● **Required work**: Return only the number of lines in the records below where the string "foliage" shows up.

━━ Excerpted data ━━

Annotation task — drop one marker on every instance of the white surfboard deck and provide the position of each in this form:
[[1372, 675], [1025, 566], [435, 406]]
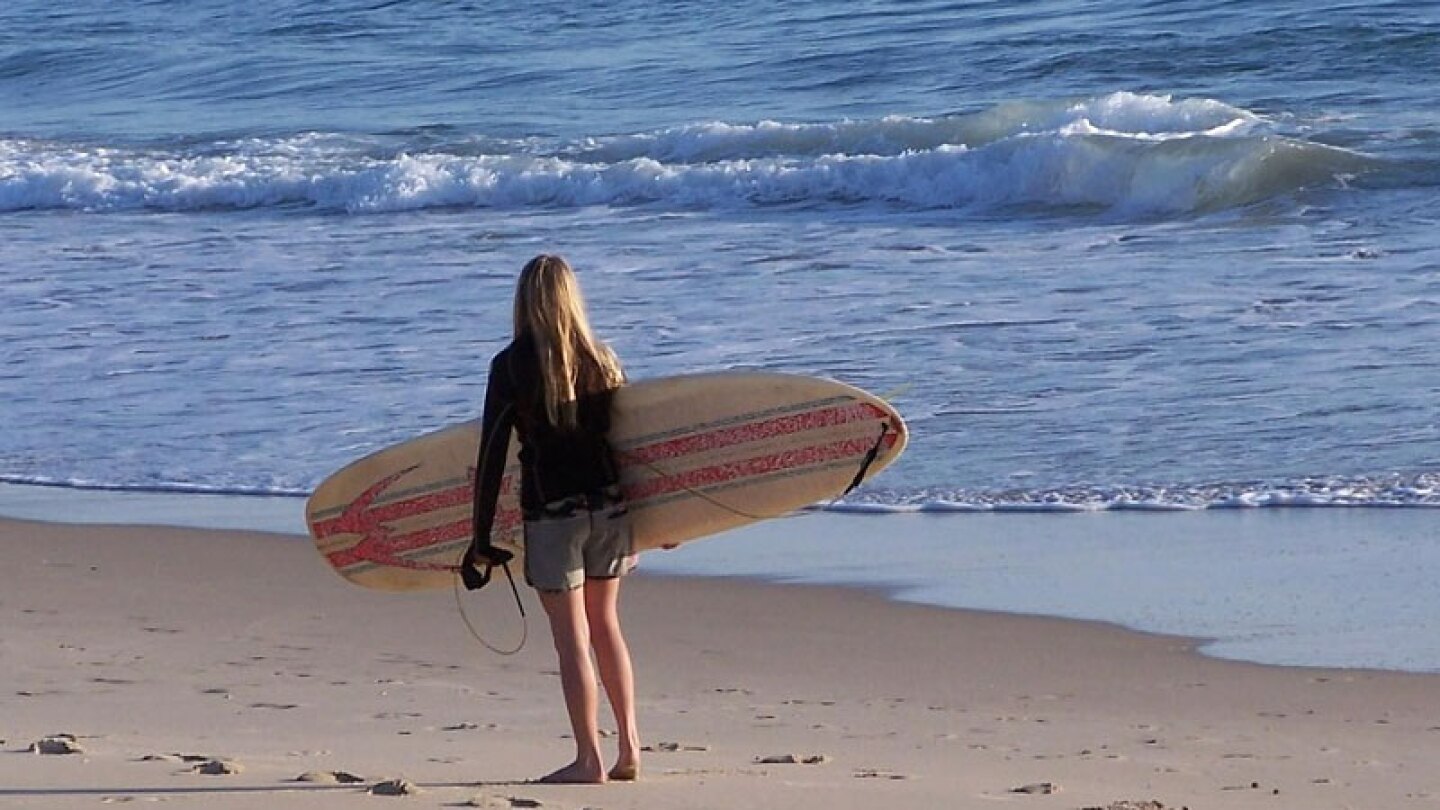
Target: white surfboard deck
[[699, 454]]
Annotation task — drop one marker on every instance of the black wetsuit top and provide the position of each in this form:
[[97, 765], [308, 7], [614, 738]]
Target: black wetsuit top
[[555, 463]]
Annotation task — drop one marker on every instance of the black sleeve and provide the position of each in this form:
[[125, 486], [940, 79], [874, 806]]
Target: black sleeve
[[494, 443]]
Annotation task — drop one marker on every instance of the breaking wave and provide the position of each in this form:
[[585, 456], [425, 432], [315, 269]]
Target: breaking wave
[[1125, 153]]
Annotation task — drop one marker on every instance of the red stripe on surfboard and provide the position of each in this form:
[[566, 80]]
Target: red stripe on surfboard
[[729, 472], [362, 522], [386, 549], [704, 477], [380, 546], [755, 431]]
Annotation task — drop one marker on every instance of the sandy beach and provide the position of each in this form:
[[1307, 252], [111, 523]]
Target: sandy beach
[[205, 668]]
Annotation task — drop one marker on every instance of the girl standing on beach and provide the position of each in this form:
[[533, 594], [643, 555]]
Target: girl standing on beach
[[553, 385]]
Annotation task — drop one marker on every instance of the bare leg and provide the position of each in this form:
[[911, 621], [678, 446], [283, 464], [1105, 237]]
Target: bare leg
[[617, 672], [572, 644]]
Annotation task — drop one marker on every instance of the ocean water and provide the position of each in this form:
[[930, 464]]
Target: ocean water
[[1161, 255], [1102, 255]]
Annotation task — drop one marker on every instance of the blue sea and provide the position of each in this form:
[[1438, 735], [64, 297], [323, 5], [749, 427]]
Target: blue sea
[[1164, 255]]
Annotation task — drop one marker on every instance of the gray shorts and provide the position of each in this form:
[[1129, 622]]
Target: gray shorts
[[563, 551]]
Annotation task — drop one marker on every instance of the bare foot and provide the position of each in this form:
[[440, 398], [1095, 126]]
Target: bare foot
[[575, 773]]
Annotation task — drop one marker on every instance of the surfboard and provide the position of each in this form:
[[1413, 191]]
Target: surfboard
[[699, 454]]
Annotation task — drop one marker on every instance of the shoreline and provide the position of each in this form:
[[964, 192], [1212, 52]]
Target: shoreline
[[1286, 587], [151, 646]]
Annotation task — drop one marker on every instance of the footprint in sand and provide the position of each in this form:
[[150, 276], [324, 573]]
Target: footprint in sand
[[56, 744], [792, 760], [330, 777], [395, 787], [673, 747], [219, 768]]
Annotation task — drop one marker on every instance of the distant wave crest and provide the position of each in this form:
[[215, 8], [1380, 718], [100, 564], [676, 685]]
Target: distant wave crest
[[1396, 490], [1123, 152]]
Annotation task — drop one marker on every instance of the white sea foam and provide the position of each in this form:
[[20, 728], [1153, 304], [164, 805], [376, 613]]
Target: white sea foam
[[1123, 152]]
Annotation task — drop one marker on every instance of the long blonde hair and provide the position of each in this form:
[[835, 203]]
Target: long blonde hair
[[572, 361]]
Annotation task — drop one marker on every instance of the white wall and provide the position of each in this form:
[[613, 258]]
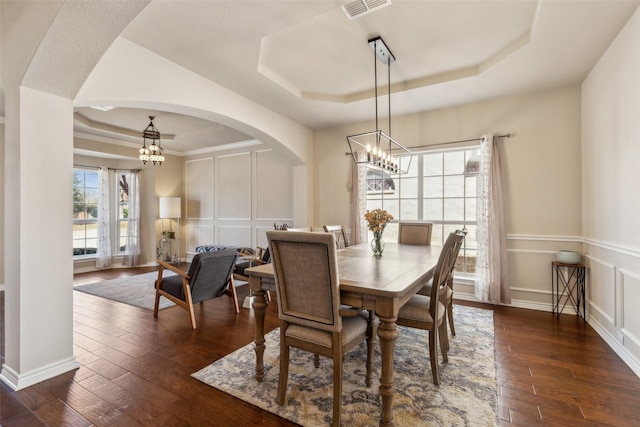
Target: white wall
[[610, 202], [234, 197], [541, 175]]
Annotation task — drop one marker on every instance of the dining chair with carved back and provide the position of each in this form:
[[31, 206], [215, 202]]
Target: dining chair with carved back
[[311, 317], [428, 312]]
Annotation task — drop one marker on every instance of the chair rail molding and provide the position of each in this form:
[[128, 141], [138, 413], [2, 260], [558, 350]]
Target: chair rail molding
[[626, 250], [545, 238]]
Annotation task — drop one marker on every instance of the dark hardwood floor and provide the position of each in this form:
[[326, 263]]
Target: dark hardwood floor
[[135, 370]]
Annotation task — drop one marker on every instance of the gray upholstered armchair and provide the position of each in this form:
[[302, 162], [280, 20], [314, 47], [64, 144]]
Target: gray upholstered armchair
[[210, 276]]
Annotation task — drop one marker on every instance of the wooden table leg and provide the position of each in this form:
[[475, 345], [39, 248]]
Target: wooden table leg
[[387, 332], [259, 305]]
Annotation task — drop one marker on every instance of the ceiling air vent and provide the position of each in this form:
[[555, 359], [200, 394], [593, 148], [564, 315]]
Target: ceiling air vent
[[358, 8]]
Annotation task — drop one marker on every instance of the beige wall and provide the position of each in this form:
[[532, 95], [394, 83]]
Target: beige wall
[[165, 180], [541, 175], [2, 205], [610, 202]]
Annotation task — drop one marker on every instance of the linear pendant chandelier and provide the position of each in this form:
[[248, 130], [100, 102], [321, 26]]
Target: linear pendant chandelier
[[377, 149]]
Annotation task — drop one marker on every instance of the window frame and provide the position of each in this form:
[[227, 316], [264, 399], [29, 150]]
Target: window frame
[[392, 201]]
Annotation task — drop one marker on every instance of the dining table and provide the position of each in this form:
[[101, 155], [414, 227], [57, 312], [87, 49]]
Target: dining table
[[379, 283]]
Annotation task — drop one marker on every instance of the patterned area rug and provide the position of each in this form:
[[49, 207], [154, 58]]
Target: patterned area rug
[[467, 395], [138, 290]]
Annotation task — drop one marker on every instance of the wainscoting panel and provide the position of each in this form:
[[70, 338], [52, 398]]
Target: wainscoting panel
[[199, 188], [261, 235], [629, 314], [601, 297], [274, 186], [197, 235], [238, 235], [233, 185]]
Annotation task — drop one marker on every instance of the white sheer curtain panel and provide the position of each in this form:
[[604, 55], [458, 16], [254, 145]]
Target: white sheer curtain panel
[[358, 201], [103, 255], [132, 249], [492, 280]]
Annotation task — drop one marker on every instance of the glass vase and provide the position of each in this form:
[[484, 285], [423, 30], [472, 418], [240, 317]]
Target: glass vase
[[377, 244]]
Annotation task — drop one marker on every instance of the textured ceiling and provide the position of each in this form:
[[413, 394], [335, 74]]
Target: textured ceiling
[[306, 60]]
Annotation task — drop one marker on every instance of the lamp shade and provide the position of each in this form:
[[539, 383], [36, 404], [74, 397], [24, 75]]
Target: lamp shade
[[170, 207]]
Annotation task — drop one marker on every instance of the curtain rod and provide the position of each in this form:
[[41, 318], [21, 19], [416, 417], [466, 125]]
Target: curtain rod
[[506, 135], [100, 167]]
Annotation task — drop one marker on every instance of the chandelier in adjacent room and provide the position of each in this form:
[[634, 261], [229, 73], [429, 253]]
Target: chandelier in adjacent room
[[153, 152]]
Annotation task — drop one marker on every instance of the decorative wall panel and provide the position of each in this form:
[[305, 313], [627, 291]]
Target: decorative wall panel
[[199, 188], [274, 186], [233, 175]]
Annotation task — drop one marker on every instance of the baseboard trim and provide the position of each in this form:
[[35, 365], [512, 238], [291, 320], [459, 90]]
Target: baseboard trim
[[18, 381], [615, 345]]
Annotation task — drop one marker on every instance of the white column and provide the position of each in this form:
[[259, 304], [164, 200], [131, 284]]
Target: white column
[[38, 237]]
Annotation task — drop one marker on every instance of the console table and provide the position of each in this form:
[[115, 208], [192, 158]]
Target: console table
[[568, 285]]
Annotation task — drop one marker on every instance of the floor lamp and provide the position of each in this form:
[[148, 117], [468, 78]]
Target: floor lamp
[[170, 209]]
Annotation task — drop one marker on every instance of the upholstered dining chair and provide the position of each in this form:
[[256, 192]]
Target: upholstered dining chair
[[415, 233], [428, 312], [448, 297], [311, 319], [210, 276], [340, 233]]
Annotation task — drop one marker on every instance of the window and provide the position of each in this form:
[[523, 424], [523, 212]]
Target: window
[[123, 210], [437, 188], [85, 212]]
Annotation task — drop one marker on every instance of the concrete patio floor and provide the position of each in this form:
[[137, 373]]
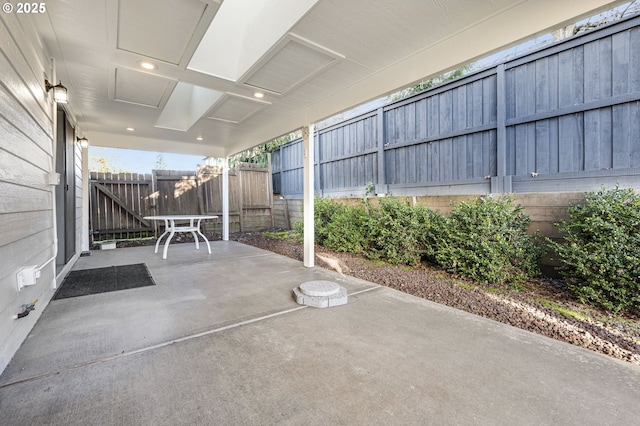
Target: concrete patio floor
[[219, 340]]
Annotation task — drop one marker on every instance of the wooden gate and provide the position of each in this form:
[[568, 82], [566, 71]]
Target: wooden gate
[[118, 203]]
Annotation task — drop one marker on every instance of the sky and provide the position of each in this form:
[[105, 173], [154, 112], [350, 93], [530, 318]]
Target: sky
[[135, 161]]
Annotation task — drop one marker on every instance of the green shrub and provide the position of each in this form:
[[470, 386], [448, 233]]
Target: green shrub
[[399, 233], [338, 227], [487, 240], [600, 255]]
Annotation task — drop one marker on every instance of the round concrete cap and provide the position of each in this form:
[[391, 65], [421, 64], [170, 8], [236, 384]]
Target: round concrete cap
[[319, 288]]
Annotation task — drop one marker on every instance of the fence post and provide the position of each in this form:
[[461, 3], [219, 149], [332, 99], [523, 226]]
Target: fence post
[[501, 182], [317, 163], [381, 186]]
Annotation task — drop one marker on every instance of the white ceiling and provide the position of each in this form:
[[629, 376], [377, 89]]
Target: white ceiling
[[311, 58]]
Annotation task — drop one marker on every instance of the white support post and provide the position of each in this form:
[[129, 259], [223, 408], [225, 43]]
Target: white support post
[[309, 231], [225, 200]]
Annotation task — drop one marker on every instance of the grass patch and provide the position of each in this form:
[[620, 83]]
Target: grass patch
[[282, 235], [565, 312], [466, 285]]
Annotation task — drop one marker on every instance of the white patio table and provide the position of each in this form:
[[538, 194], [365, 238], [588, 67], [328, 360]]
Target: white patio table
[[171, 227]]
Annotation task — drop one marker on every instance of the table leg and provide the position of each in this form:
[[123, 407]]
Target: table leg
[[166, 231], [205, 240]]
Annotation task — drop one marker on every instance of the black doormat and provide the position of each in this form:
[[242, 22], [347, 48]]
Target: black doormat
[[102, 280]]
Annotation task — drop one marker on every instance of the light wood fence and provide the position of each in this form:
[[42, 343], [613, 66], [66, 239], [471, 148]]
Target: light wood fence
[[119, 201]]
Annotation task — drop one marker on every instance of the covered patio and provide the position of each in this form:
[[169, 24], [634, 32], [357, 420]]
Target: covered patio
[[220, 340]]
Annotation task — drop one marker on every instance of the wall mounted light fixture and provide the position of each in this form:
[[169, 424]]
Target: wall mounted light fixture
[[84, 142], [59, 92]]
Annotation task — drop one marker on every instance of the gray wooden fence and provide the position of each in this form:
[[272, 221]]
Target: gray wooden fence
[[119, 201], [563, 118]]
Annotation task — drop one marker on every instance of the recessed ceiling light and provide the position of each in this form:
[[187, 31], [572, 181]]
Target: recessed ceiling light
[[148, 65]]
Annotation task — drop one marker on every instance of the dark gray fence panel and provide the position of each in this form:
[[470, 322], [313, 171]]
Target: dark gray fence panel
[[568, 118], [586, 96], [446, 136], [348, 155]]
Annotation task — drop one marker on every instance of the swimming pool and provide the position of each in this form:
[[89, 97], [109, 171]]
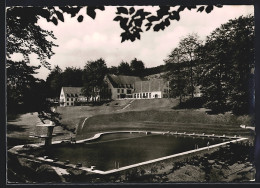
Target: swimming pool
[[112, 151]]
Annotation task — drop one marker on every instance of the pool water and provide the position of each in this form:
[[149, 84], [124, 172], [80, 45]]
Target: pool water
[[125, 149]]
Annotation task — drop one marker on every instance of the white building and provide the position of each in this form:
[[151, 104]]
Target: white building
[[150, 89]]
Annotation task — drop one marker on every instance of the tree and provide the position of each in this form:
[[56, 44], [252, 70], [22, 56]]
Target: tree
[[93, 77], [54, 82], [113, 70], [176, 74], [19, 81], [124, 69], [137, 67], [131, 20], [188, 47], [228, 64], [72, 77]]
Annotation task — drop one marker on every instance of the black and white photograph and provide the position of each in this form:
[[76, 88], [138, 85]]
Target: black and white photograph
[[130, 94]]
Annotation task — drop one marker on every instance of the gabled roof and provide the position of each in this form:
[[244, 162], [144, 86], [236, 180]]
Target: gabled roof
[[71, 91], [122, 80], [150, 85]]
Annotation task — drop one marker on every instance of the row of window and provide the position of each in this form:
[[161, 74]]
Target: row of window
[[128, 91], [144, 95]]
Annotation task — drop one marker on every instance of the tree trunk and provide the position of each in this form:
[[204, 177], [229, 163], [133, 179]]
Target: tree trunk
[[48, 140]]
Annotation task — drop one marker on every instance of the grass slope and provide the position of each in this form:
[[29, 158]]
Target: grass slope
[[183, 121]]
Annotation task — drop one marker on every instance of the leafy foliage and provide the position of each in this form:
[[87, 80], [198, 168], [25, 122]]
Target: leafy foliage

━━━

● **Response area**: 2